Records follow. Select each line holding "below".

The input section start

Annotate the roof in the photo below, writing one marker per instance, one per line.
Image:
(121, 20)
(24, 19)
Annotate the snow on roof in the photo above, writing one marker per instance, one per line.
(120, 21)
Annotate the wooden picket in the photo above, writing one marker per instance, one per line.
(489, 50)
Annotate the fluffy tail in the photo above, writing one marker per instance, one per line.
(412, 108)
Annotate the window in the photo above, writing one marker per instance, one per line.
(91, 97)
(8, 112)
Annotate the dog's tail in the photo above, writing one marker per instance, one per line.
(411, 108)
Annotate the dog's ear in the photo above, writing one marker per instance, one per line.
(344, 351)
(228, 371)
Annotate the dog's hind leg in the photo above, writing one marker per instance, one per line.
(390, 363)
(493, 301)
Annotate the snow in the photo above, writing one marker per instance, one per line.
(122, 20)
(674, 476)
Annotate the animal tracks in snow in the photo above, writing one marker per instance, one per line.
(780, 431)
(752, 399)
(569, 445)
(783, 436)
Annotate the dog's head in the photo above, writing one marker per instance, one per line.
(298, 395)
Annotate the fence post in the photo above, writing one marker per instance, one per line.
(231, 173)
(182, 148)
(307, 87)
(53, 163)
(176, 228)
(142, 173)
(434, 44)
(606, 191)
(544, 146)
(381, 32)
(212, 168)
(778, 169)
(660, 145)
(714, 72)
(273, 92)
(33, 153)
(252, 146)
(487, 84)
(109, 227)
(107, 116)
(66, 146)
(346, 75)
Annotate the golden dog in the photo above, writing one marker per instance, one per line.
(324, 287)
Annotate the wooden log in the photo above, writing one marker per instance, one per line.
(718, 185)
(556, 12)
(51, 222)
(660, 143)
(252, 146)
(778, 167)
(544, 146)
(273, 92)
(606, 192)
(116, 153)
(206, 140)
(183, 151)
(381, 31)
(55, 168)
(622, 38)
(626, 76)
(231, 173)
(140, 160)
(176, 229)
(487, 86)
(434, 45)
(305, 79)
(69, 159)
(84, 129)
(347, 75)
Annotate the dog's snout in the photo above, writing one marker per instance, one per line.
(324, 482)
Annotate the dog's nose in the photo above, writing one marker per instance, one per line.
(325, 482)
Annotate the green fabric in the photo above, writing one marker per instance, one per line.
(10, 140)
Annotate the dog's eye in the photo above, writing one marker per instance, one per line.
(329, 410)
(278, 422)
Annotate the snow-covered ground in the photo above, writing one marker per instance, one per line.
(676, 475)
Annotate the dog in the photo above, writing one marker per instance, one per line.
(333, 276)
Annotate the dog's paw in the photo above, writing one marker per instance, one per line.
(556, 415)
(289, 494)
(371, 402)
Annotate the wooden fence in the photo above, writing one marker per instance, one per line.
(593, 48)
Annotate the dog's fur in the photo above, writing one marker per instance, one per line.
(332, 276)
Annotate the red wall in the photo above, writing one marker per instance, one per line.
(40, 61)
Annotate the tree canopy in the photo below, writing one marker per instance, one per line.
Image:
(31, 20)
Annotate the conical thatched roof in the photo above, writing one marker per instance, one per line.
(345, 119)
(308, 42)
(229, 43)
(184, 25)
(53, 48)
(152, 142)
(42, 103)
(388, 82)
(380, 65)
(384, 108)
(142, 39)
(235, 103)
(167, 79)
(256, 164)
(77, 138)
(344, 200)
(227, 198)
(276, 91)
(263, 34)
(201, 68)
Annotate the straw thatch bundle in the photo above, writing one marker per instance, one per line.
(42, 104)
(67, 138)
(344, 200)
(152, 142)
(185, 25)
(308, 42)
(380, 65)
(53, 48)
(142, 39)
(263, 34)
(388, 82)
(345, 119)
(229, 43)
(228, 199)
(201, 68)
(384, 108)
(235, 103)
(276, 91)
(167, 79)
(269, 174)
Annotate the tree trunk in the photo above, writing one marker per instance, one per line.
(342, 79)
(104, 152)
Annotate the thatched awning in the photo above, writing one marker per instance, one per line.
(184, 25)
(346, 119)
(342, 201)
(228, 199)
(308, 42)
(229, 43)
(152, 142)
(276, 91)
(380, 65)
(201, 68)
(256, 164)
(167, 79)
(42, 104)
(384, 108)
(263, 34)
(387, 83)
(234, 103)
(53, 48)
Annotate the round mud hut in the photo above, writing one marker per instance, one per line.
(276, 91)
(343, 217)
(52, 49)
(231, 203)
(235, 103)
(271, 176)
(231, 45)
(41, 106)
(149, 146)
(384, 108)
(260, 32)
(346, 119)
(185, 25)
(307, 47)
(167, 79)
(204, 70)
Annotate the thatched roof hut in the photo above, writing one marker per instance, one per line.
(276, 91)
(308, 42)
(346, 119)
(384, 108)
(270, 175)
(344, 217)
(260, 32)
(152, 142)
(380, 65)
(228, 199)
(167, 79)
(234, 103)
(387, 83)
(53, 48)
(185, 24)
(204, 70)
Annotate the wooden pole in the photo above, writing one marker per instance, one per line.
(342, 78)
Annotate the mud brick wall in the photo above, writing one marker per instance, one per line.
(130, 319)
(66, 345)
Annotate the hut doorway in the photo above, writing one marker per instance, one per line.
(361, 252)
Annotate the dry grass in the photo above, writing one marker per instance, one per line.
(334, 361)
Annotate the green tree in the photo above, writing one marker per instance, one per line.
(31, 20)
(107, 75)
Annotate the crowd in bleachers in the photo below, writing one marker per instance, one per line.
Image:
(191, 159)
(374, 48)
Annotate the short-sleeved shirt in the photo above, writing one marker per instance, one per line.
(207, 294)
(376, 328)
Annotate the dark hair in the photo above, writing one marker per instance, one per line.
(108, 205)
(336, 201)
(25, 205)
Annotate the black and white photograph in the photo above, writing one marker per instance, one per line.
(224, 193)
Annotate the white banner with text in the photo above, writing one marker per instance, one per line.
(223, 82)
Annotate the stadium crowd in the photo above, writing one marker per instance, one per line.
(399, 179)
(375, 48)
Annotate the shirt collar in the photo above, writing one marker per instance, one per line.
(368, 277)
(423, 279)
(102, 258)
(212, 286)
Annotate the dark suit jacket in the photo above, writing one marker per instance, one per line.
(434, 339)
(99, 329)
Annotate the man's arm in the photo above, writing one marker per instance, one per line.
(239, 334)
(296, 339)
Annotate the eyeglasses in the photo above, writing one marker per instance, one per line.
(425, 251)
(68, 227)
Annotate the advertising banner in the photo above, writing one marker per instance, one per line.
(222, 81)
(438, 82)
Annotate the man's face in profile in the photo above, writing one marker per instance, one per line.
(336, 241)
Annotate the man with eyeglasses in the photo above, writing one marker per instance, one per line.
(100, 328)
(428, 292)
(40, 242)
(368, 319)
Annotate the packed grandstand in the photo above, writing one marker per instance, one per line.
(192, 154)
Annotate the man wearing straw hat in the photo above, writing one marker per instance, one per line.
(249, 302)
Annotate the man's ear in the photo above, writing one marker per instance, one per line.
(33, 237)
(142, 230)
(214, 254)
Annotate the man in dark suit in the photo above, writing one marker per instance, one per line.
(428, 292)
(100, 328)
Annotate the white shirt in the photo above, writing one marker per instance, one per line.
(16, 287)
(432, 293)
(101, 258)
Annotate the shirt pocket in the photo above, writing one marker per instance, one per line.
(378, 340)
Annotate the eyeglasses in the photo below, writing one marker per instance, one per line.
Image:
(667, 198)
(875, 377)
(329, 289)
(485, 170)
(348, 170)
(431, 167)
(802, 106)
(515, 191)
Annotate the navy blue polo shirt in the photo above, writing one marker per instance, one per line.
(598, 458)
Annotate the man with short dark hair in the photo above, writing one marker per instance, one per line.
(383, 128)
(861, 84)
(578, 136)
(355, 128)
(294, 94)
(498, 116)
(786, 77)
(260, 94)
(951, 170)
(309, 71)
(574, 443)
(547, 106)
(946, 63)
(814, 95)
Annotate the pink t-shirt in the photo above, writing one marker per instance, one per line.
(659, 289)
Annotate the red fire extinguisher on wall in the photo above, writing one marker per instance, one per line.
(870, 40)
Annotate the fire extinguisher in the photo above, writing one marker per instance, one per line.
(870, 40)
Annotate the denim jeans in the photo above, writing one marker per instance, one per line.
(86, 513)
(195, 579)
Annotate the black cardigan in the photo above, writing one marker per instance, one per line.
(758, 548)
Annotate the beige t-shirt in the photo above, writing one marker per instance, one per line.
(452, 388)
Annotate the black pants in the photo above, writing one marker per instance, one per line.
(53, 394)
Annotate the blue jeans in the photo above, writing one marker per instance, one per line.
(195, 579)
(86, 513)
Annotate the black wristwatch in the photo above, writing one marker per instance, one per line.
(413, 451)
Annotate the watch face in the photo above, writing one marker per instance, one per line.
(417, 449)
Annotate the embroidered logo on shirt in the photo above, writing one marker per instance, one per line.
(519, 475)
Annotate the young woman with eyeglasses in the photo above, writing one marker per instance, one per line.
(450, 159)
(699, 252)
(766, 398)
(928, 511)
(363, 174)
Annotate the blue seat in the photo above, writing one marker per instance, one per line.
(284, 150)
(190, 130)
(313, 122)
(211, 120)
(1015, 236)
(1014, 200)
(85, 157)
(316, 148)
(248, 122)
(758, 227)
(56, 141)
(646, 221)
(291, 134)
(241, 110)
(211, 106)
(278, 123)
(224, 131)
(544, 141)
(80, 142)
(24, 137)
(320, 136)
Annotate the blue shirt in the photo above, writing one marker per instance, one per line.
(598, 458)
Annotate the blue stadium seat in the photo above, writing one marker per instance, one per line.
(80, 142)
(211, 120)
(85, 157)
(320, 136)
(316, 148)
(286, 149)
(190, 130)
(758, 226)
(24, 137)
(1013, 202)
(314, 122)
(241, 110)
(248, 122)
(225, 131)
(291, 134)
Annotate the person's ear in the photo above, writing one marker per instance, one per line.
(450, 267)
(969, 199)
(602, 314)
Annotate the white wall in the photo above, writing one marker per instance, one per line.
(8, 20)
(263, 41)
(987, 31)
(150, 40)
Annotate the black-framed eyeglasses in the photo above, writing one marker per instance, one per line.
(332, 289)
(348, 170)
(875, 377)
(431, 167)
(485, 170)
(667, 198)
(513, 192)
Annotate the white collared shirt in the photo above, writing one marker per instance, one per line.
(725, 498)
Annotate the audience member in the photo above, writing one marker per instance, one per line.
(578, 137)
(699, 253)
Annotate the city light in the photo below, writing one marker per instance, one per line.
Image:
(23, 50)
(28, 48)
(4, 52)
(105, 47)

The input section end

### Solved exercise
Annotate the roof in the photo below, writing one marker per instance, one per line.
Annotate the tree canopy in the photo below, writing one marker per instance, one per line.
Annotate the crowd in bleachers in the photo below, writing one marker per instance, one per line.
Annotate the eyeglasses in the photo below, writing one marker per instance, one per line.
Annotate the city light in the photo below, writing one marker per instance, one per line.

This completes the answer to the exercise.